═════ Available data ═════

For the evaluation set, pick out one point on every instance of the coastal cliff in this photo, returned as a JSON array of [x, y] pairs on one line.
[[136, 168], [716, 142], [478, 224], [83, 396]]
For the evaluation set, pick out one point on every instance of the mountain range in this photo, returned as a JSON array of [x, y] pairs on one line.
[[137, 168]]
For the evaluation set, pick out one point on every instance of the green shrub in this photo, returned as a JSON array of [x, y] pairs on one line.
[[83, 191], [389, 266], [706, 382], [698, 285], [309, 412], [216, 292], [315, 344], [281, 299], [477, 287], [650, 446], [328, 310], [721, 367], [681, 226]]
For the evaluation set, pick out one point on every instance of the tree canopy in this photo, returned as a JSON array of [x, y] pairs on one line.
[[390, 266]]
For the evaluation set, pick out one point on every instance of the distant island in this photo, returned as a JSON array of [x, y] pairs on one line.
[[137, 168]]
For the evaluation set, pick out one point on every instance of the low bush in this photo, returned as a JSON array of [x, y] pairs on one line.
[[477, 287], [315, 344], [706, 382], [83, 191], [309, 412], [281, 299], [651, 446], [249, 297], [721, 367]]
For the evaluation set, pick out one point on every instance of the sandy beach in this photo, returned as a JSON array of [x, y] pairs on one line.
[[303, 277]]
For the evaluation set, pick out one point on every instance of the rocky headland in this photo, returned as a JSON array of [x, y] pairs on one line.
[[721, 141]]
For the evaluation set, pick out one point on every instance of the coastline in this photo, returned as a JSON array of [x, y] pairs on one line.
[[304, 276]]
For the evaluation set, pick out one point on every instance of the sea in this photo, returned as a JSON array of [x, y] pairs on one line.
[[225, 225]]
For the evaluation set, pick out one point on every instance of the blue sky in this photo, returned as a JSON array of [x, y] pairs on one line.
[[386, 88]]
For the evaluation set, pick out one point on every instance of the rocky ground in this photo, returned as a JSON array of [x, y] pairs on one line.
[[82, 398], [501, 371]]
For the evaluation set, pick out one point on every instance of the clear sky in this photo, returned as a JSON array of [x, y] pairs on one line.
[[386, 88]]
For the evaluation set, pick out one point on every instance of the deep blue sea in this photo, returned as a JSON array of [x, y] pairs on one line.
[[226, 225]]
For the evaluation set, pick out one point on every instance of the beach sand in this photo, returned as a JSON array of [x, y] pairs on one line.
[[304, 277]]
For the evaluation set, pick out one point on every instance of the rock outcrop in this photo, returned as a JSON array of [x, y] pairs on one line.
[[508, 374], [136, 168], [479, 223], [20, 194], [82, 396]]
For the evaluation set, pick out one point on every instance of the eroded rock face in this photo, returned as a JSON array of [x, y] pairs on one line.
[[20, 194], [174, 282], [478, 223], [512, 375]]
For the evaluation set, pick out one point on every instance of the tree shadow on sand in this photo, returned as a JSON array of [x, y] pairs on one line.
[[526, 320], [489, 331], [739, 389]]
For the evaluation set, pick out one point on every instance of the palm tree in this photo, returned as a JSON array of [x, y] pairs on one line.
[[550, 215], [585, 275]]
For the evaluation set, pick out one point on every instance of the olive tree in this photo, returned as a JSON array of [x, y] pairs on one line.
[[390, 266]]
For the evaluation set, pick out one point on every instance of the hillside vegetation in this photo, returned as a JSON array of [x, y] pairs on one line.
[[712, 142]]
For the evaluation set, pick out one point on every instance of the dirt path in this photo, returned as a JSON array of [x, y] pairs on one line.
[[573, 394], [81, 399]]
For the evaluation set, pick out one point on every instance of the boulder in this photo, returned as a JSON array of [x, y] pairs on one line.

═════

What to work on =>
Copy out this listing word for word.

Full answer =>
For the evaluation set, pick out one point on every instance of the coastal cliff in this photo, returned as a JSON array of [x, y] pairs on one line.
[[136, 168], [716, 142], [478, 224], [83, 396]]
For the evaluation set, pick out one point on every instance of the mountain range in this photo, returned as a JSON array of [x, y] pairs on one line.
[[137, 168]]
For the evaluation set, pick out one point on every instance of the green shrub in this photo, returned as a JSON array of [x, y] pairs on one line.
[[83, 191], [389, 266], [706, 382], [698, 285], [309, 412], [216, 292], [315, 344], [281, 299], [477, 287], [650, 446], [328, 310], [721, 367], [681, 226]]
For the evaluation set, pick out one point on every instance of the tree canopy in this photo, returned as a JSON array of [x, y] pairs on one line.
[[390, 266]]
For the evaluation set, pick out one point on every instance of the distant island in this photo, returned as a JSON array of [x, y] pairs on one line.
[[137, 168]]
For the evaluation set, pick out one point on every instance of the low bush in this photo, returned as a JSON array of [x, y] pairs on one line.
[[477, 287], [315, 344], [706, 382], [83, 191], [309, 412], [281, 299], [651, 446], [249, 297], [721, 367]]
For the evaluation set, pick out one point on every instance of the sandy beach in this photo, returned as a JSON array of [x, y] pairs on one line.
[[303, 277]]
For the evaluation set, pick out one point on every instance of the rocky headland in this photo, returned as a JSON array of [x, y] pairs on one line.
[[721, 141]]
For the evaluation set, pick out one point on every instance of the coastline in this photo, returned as a JSON array of [x, y] pairs on one line.
[[304, 276]]
For the evaluation set, pick out one point on every instance of the sea in this photo, returned as a JSON array of [x, y] pairs on one line.
[[225, 225]]
For the evaluation set, pick out one point on every instance of the blue sky in this photo, returned as a JSON array of [x, y] pairs on one line.
[[386, 88]]
For the evaluation set, pick out one point on every instance of the rocky ground in this photo, returned as a JSON array of [x, y] pairs on one line.
[[82, 398], [501, 371]]
For the evaluation set, pick out one point on every instance of the clear sky in this photo, returned as a JSON array of [x, y] pairs on one line.
[[386, 88]]
For the evaluation set, pick out one point on every instance of the deep blue sea in this photo, returned as a JSON array of [x, y] pairs on one line.
[[226, 225]]
For the evaluation set, pick out one point on every instance of the beach sand in this photo, returned as a JSON array of [x, y] pairs on one line.
[[304, 277]]
For the evaluation set, pick out one point on every instance of the rock outcrop in this photo, returned as a JSON array of [x, y] pairs on one line.
[[508, 374], [136, 168], [479, 223], [20, 194], [82, 396]]
For the evaluation set, pick out one point on every instance of the eroded rock face in this photo, returned as a JSON array of [x, y] pairs on one line.
[[20, 194], [174, 282], [478, 223], [512, 375]]
For the evaluation set, pick out one point on every instance of the tree shadow on sand in this photo, returned as a JSON array of [x, y] pairs on one line.
[[526, 320], [489, 331], [739, 389]]
For the evaluation set, pick out one point on every instance of the palm tree in this photo, returned as a JSON array of [x, y] pairs on one line.
[[550, 215], [585, 275]]
For the evaluation set, pick out one point on every instance of the olive tree in this photo, returned as a JSON array of [x, y] pairs on one line.
[[390, 266]]
For the evaluation set, pick out one point on every instance of the hillside vegetation in this photo, returned as a JSON array of [x, y] pairs on one line.
[[712, 142]]
For the evaluation set, pick out one point on every instance of the dirt path in this photo, returned as a JSON array of [x, y] pairs on one line.
[[573, 394], [81, 399]]
For the evaluation set, pick out one point on every instance of the boulder in this photo, returned as a JSON array of [x, y] pairs on one line.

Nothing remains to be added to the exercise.